The problem:
Copy the entries from the very first line through the line that contains "pixel 207 315", changing each "Quickstart" to "Instructions" and keeping everything else the same. Give only those lines.

Information shown:

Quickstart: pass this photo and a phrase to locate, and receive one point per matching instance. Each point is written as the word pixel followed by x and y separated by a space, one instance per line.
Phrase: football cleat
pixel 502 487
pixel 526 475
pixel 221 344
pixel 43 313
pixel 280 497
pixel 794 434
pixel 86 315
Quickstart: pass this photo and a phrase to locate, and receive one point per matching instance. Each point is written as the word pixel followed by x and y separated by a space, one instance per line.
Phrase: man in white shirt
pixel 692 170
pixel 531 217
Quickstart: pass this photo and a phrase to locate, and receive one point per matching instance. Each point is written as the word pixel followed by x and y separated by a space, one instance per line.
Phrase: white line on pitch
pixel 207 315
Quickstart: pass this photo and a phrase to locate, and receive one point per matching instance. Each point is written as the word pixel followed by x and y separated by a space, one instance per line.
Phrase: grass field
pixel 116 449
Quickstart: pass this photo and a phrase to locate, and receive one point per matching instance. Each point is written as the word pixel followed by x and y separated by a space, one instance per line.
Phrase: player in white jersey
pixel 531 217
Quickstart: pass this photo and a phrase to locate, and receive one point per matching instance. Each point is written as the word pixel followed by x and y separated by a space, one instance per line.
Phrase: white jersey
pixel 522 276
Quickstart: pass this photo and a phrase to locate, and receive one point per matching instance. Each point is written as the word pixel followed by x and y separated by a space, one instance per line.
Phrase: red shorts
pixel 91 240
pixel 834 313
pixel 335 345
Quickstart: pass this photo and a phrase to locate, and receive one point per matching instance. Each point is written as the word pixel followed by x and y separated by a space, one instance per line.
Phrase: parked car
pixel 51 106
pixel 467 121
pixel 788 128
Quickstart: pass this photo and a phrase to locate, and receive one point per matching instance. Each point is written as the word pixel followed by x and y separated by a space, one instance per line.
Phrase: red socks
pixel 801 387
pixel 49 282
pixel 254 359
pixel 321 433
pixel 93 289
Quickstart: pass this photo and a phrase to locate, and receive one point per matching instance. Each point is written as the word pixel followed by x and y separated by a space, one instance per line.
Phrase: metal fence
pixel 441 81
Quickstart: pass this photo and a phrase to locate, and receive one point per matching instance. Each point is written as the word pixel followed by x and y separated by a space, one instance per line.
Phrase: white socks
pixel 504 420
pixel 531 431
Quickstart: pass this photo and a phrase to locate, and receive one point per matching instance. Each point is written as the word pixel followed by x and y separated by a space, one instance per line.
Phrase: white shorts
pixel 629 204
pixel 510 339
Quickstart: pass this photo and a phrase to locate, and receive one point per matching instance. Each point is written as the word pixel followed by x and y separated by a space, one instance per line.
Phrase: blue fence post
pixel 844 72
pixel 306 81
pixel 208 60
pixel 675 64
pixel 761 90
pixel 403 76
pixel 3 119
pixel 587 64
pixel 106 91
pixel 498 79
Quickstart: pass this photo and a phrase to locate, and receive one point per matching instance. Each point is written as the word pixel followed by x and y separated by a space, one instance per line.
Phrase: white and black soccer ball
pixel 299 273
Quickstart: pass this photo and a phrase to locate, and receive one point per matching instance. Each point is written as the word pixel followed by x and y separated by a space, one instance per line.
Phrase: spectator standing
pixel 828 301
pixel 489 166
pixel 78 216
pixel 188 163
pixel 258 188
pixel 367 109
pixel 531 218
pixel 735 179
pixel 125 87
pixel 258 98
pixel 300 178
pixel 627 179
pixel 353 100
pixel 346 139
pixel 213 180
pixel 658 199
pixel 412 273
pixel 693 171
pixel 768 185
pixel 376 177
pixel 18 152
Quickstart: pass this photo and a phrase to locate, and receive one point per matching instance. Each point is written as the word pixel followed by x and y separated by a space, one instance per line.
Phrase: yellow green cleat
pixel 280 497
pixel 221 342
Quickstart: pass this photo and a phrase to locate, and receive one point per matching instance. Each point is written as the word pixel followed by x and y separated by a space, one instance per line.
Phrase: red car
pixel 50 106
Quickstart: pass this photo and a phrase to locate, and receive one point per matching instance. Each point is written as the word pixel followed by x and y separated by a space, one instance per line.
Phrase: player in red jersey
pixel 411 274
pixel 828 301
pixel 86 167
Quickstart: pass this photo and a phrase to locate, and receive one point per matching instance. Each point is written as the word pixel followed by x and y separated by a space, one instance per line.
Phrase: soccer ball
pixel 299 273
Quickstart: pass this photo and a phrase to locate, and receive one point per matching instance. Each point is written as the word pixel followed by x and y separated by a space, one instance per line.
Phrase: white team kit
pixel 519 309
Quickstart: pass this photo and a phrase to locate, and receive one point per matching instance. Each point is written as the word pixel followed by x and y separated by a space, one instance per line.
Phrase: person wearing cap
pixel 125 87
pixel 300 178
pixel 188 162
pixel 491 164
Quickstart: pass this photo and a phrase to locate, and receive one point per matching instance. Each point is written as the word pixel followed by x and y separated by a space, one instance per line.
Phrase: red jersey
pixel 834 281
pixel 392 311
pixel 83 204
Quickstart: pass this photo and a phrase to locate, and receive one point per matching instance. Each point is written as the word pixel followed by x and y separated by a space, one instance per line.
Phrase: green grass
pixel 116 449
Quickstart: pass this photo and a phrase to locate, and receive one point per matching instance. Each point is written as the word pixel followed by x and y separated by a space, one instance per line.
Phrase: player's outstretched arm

Problem solution:
Instructions: pass this photo and a phrase to locate, and receive one point per matching instance. Each point is written as the word pixel followed by x and y separated by a space, one instance per line.
Phrase: football cleat
pixel 502 487
pixel 526 475
pixel 221 344
pixel 43 313
pixel 280 497
pixel 794 434
pixel 86 315
Instructions: pass this photo and a phrase to locate, and receive one point per matching instance. Each point is written as the word pixel followed by x and y separated by a space, one instance per line.
Phrase: man in white shirt
pixel 692 170
pixel 531 217
Instructions: pass this photo and a phrase to locate, and receive one point per matching instance. Each point is written as the word pixel followed by x and y separated by a space, one instance per line.
Phrase: white line on pitch
pixel 207 315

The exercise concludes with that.